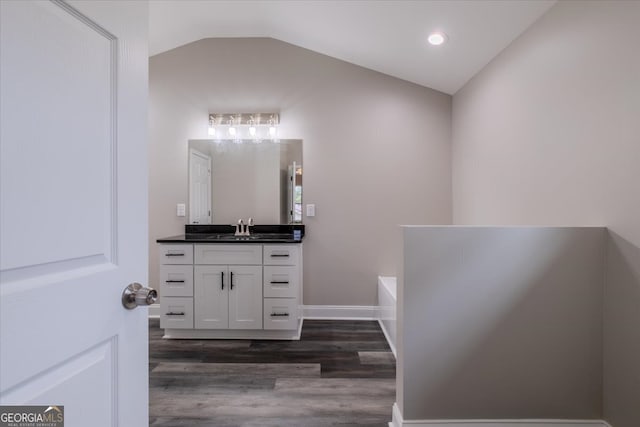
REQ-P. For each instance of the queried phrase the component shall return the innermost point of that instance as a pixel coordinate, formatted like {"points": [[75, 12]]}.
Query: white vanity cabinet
########################################
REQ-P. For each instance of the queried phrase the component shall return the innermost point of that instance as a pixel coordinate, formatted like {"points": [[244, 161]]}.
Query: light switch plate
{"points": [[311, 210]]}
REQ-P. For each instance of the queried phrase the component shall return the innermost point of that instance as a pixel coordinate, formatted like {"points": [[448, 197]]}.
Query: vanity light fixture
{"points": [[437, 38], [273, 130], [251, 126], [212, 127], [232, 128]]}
########################################
• **Exercise objective**
Please find every line in the material that contains the word "Query", and copy each of those lines in full.

• **Response below**
Query: white vanity cabinet
Query: light switch plate
Query: vanity light fixture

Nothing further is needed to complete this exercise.